◆ DATA ROWS:

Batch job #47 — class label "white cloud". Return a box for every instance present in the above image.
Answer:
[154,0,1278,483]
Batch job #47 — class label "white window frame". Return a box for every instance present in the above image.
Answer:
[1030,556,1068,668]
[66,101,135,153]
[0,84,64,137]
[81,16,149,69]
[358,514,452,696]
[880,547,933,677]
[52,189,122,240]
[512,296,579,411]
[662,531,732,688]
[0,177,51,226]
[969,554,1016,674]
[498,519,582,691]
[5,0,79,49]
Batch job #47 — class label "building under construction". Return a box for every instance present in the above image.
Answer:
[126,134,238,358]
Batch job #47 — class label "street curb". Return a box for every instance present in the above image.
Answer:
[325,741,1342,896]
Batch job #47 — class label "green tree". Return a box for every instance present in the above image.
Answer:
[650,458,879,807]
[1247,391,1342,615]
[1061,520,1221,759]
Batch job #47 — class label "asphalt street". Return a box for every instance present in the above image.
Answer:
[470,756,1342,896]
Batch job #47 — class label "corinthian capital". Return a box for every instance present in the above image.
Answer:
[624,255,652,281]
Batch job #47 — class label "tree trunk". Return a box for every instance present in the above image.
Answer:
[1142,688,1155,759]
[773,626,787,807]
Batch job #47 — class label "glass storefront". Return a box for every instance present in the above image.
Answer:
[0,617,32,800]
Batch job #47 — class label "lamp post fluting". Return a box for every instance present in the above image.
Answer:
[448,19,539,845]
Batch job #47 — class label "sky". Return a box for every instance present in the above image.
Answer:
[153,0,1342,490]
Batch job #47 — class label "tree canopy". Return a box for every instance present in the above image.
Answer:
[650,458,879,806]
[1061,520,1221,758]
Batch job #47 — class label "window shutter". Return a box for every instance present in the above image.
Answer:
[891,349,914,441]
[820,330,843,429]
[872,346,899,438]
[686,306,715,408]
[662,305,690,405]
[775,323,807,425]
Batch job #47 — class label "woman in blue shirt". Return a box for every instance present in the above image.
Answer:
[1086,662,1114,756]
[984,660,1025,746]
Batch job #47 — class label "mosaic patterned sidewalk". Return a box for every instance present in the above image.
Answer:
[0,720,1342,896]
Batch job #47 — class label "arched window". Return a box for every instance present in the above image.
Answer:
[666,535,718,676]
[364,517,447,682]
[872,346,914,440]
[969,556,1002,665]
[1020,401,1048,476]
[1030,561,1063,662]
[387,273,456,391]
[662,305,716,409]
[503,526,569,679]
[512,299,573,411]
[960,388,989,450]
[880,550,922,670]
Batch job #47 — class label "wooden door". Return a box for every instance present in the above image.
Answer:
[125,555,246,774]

◆ WHAT TO WORK ON: Could you render every line of the entries above as a JSON list of strings, one string per line, with blank lines left out?

◆ RESPONSE BELOW:
[
  "Batch job #47 — class label \"white cloud\". Return a box for every instance present in the above image.",
  "Answer:",
  "[154,0,1278,483]",
  "Batch job #47 — class label \"white window frame\". Return a box for every instance present in the above image.",
  "Answer:",
  "[1030,556,1068,668]",
  "[66,101,135,153]",
  "[0,84,64,137]",
  "[81,16,149,69]",
  "[358,514,452,696]",
  "[880,547,933,677]",
  "[52,189,122,240]",
  "[512,296,579,411]",
  "[662,531,732,688]",
  "[0,177,51,226]",
  "[969,554,1016,674]",
  "[498,519,582,691]",
  "[5,0,79,49]",
  "Batch job #47 — class label \"building under construction\". Return a box for every instance present in the above image.",
  "Answer:",
  "[126,134,238,358]",
  "Batch job #47 — class label \"street curb\". Return a box for every instance present in the above image.",
  "Answer:",
  "[325,741,1342,896]",
  "Batch job #47 — class label \"green tree\". Return a box for every instance present in the above image.",
  "Answer:",
  "[650,458,879,807]",
  "[1247,391,1342,615]",
  "[1061,520,1221,759]",
  "Batch job #47 — class label \"asphalt street\". Return a box for every instance present in the above image.",
  "Answer:",
  "[470,756,1342,896]",
  "Batch job #47 — class label \"corinthian capital\". Return a box for every instance present in the above image.",
  "Answer:",
  "[624,255,652,281]",
  "Batch job #47 — class label \"tree trunk\". Return a box for every instance present in the above image.",
  "Answer:",
  "[1142,688,1155,759]",
  "[773,626,787,807]",
  "Batch job #47 — class label \"glass storefront\". Return a box for every instance present in the above image.",
  "Answer:",
  "[0,617,32,800]",
  "Batch job #47 — class label \"lamp post fluting\". Return a box for every instance present in the above image.",
  "Answer:",
  "[448,19,539,845]",
  "Batch job #47 — class label \"sky\". Return a box for every instance present in the above image.",
  "Answer:",
  "[153,0,1342,490]",
  "Batch job #47 — class label \"tree canopy\". Return a box for every instance present in the above image.",
  "Answer:",
  "[650,458,879,806]",
  "[1061,520,1221,758]",
  "Batch job #47 — class label \"window shutter\". Return a box for every instance present in the above image.",
  "Answer:",
  "[891,349,914,441]",
  "[820,330,843,429]",
  "[872,346,899,438]",
  "[686,306,715,408]",
  "[662,305,690,405]",
  "[775,323,807,425]",
  "Batch job #47 — class label \"woman in blue shirt\". Return a box for every instance present in the above image.",
  "Answer:",
  "[1086,662,1114,756]",
  "[984,660,1025,746]",
  "Batch job #47 — class label \"mosaic patterned sidewalk\". Return a box for every instance present in the above image.",
  "Answer:",
  "[0,720,1342,896]",
  "Batch job #47 — class label \"arched window\". Return a box for every instance present in the above image.",
  "Answer:",
  "[666,535,718,676]",
  "[364,517,447,682]",
  "[872,346,914,440]",
  "[969,556,1002,665]",
  "[1020,401,1048,476]",
  "[1030,561,1063,662]",
  "[387,273,456,391]",
  "[662,305,716,409]",
  "[503,526,569,679]",
  "[512,299,573,411]",
  "[960,388,989,450]",
  "[880,550,922,670]",
  "Batch job #47 — class label \"wooden door\". Return a box for every instance present in the above image.",
  "Answer:",
  "[125,555,246,774]"
]